- **About this task**: In the records below, the lines from the one containing "the grass field" through the last are to be reproduced exactly and alone.

---------- Dataset ----------

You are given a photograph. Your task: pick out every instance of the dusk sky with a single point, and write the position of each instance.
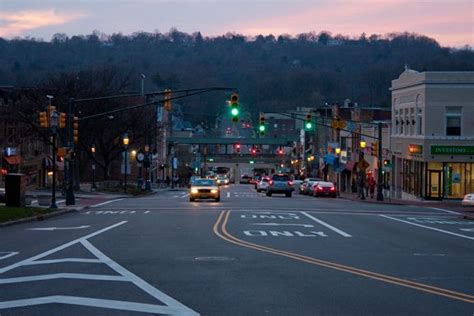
(450, 22)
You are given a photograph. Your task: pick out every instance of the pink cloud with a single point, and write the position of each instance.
(449, 23)
(16, 23)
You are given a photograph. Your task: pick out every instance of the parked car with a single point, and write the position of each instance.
(468, 200)
(308, 189)
(245, 179)
(222, 180)
(263, 184)
(323, 188)
(280, 183)
(204, 189)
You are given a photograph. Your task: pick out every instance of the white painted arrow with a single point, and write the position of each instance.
(278, 224)
(58, 228)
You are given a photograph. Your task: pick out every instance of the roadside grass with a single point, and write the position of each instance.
(14, 213)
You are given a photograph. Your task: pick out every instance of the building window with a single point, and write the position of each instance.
(419, 122)
(453, 120)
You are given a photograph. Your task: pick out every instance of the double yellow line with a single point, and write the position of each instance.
(220, 229)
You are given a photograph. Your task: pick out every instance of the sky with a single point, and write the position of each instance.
(450, 22)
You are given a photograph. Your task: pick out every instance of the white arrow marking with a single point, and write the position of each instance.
(278, 224)
(58, 228)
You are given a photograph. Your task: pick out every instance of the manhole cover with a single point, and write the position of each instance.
(213, 258)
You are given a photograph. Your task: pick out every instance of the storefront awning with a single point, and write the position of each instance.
(12, 160)
(350, 165)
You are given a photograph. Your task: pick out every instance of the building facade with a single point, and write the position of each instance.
(432, 141)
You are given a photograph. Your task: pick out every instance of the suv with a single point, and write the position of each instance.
(280, 183)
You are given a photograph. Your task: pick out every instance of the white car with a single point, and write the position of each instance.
(468, 200)
(263, 184)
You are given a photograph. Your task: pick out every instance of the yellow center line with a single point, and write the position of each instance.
(220, 229)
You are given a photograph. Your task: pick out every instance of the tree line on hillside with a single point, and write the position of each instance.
(271, 73)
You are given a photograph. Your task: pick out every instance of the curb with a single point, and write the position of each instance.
(41, 217)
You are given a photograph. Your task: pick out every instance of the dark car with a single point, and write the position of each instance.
(324, 189)
(280, 184)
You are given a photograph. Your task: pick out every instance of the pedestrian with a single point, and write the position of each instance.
(371, 187)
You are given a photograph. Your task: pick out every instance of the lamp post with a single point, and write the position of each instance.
(125, 141)
(361, 170)
(94, 187)
(53, 121)
(147, 168)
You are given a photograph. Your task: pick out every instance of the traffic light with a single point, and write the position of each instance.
(43, 116)
(75, 132)
(308, 123)
(280, 151)
(62, 120)
(234, 107)
(253, 151)
(168, 105)
(375, 148)
(261, 125)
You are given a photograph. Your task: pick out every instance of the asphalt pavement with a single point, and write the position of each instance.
(248, 254)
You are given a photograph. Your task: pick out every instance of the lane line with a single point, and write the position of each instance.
(168, 300)
(8, 254)
(220, 229)
(94, 302)
(428, 227)
(52, 261)
(54, 276)
(107, 202)
(445, 210)
(334, 229)
(61, 247)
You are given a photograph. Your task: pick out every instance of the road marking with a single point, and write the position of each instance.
(428, 227)
(7, 254)
(58, 228)
(278, 224)
(80, 260)
(94, 302)
(445, 210)
(334, 229)
(107, 202)
(172, 306)
(220, 229)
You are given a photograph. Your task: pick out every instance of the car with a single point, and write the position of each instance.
(263, 184)
(323, 188)
(245, 179)
(308, 184)
(297, 184)
(204, 189)
(468, 200)
(280, 183)
(222, 180)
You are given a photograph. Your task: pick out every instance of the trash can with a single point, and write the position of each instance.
(15, 190)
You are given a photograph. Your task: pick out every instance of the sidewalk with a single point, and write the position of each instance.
(451, 205)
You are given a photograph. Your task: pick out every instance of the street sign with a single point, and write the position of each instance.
(363, 164)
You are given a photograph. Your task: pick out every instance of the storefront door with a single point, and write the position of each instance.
(435, 184)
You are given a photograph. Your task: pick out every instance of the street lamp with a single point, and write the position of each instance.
(53, 121)
(93, 166)
(361, 170)
(125, 141)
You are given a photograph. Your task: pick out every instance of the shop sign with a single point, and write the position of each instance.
(414, 149)
(452, 150)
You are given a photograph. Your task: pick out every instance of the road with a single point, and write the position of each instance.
(246, 255)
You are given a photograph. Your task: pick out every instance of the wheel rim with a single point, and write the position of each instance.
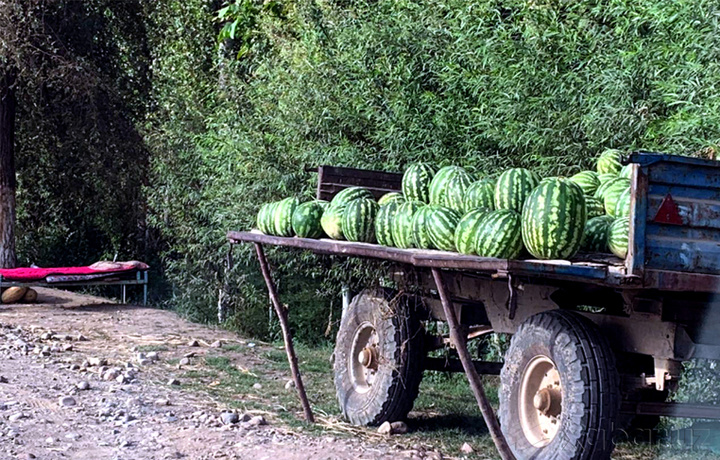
(540, 401)
(364, 357)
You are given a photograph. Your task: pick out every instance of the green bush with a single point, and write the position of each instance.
(379, 84)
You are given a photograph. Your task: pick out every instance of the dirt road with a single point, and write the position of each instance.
(81, 378)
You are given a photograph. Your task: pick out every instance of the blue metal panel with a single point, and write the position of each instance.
(690, 188)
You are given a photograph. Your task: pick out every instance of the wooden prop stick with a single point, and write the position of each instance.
(287, 337)
(461, 345)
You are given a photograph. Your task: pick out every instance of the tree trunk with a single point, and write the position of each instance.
(8, 182)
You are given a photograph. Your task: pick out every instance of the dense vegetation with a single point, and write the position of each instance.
(197, 114)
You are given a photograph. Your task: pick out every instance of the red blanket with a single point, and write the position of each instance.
(37, 274)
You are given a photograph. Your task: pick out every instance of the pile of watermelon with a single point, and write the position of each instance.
(451, 210)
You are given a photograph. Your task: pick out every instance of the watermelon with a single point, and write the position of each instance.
(513, 187)
(359, 220)
(499, 235)
(416, 182)
(588, 181)
(618, 235)
(421, 239)
(390, 198)
(331, 221)
(613, 192)
(262, 218)
(595, 207)
(448, 187)
(553, 219)
(383, 223)
(441, 224)
(626, 171)
(402, 232)
(594, 237)
(600, 192)
(467, 229)
(351, 193)
(283, 216)
(480, 194)
(609, 162)
(622, 208)
(306, 220)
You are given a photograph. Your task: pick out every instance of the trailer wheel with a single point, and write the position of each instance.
(378, 358)
(560, 392)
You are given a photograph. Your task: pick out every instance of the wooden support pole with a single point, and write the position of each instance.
(475, 384)
(287, 337)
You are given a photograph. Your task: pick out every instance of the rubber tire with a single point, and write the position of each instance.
(590, 382)
(400, 337)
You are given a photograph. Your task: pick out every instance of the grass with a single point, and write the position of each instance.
(444, 417)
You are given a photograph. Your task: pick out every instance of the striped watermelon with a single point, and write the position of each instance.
(391, 197)
(613, 192)
(351, 193)
(416, 182)
(332, 220)
(441, 224)
(499, 235)
(359, 220)
(481, 194)
(513, 187)
(595, 207)
(618, 236)
(609, 162)
(306, 220)
(626, 171)
(402, 224)
(595, 234)
(588, 181)
(421, 239)
(383, 223)
(467, 229)
(283, 216)
(262, 218)
(553, 220)
(622, 208)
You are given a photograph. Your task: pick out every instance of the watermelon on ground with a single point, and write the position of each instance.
(612, 194)
(618, 236)
(609, 162)
(467, 229)
(499, 235)
(331, 221)
(441, 225)
(622, 208)
(383, 223)
(421, 239)
(306, 220)
(359, 220)
(416, 182)
(391, 197)
(553, 219)
(595, 235)
(513, 187)
(283, 216)
(481, 194)
(351, 193)
(402, 230)
(588, 181)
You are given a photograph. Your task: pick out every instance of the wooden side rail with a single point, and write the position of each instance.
(332, 179)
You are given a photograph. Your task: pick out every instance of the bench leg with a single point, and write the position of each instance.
(460, 342)
(287, 337)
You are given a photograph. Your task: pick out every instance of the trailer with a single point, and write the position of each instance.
(597, 342)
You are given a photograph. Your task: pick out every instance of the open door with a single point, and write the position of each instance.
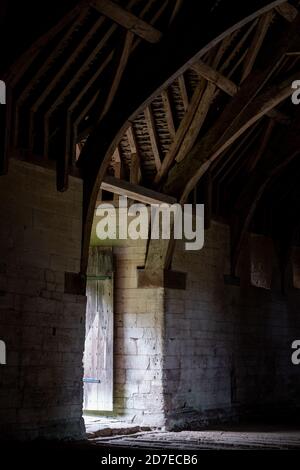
(98, 353)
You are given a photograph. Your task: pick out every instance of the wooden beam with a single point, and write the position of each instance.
(178, 5)
(216, 78)
(231, 89)
(71, 83)
(223, 134)
(197, 122)
(135, 192)
(248, 200)
(263, 146)
(43, 69)
(71, 140)
(183, 92)
(259, 36)
(169, 113)
(128, 20)
(97, 151)
(287, 11)
(119, 72)
(180, 134)
(135, 166)
(153, 136)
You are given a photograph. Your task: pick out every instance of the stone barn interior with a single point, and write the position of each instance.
(138, 341)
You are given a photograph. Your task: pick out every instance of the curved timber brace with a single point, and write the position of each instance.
(106, 136)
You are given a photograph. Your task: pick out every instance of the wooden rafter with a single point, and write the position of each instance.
(169, 114)
(43, 69)
(229, 87)
(254, 190)
(197, 122)
(119, 73)
(183, 92)
(259, 36)
(135, 192)
(95, 166)
(288, 11)
(135, 166)
(153, 136)
(70, 84)
(71, 140)
(128, 20)
(222, 135)
(216, 78)
(181, 132)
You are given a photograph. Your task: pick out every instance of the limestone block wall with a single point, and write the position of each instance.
(227, 349)
(42, 326)
(139, 325)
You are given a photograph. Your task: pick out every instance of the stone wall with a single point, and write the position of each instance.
(227, 348)
(139, 324)
(42, 326)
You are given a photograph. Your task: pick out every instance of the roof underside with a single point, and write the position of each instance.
(208, 135)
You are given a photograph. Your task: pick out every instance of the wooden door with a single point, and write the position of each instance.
(98, 354)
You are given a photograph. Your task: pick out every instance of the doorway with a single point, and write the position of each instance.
(98, 352)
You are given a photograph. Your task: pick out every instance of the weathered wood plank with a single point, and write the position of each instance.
(128, 20)
(153, 136)
(135, 192)
(257, 42)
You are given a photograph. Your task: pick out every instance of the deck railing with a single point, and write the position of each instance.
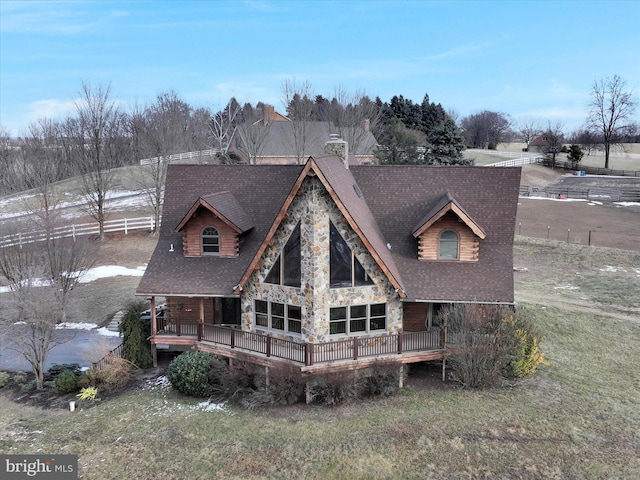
(303, 352)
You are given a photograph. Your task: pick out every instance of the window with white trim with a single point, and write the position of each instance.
(210, 241)
(278, 317)
(358, 319)
(448, 245)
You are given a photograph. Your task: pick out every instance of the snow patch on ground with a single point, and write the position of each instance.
(612, 269)
(106, 271)
(95, 273)
(167, 407)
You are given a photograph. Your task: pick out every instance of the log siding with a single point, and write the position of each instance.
(429, 241)
(192, 235)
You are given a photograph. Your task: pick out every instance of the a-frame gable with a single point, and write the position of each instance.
(445, 205)
(369, 233)
(274, 226)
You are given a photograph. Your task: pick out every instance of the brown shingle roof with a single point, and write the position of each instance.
(224, 206)
(394, 200)
(446, 204)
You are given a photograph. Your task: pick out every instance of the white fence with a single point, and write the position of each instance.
(121, 225)
(181, 156)
(515, 162)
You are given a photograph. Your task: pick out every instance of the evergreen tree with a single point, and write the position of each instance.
(398, 145)
(445, 145)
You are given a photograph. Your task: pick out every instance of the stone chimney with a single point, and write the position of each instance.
(267, 114)
(338, 147)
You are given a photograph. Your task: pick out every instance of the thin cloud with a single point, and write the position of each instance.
(458, 51)
(51, 108)
(46, 17)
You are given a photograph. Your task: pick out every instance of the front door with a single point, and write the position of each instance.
(230, 311)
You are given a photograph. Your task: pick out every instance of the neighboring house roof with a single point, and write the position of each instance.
(279, 139)
(384, 205)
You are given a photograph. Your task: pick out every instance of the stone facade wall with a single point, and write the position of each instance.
(314, 210)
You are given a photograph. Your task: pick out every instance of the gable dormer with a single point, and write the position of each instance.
(213, 226)
(448, 233)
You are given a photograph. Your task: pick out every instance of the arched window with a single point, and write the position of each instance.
(448, 245)
(210, 241)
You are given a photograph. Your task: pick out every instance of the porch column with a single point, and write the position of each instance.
(154, 330)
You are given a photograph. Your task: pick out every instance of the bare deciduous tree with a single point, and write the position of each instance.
(158, 131)
(253, 132)
(610, 112)
(297, 97)
(222, 124)
(528, 129)
(98, 142)
(33, 333)
(355, 116)
(486, 129)
(553, 140)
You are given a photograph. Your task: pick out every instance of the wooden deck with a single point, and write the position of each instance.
(344, 354)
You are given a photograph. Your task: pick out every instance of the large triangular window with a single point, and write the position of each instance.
(345, 269)
(286, 270)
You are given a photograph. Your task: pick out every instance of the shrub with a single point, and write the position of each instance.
(383, 380)
(88, 378)
(333, 388)
(4, 379)
(189, 373)
(27, 387)
(491, 342)
(135, 336)
(479, 355)
(115, 375)
(285, 387)
(526, 355)
(57, 369)
(88, 393)
(66, 382)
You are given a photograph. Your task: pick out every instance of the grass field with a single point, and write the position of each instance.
(579, 417)
(627, 158)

----------

- **Response below**:
You are given a photograph. Your task: pick out every instance of the grass field with a single point, and write the position of each instance.
(579, 417)
(627, 158)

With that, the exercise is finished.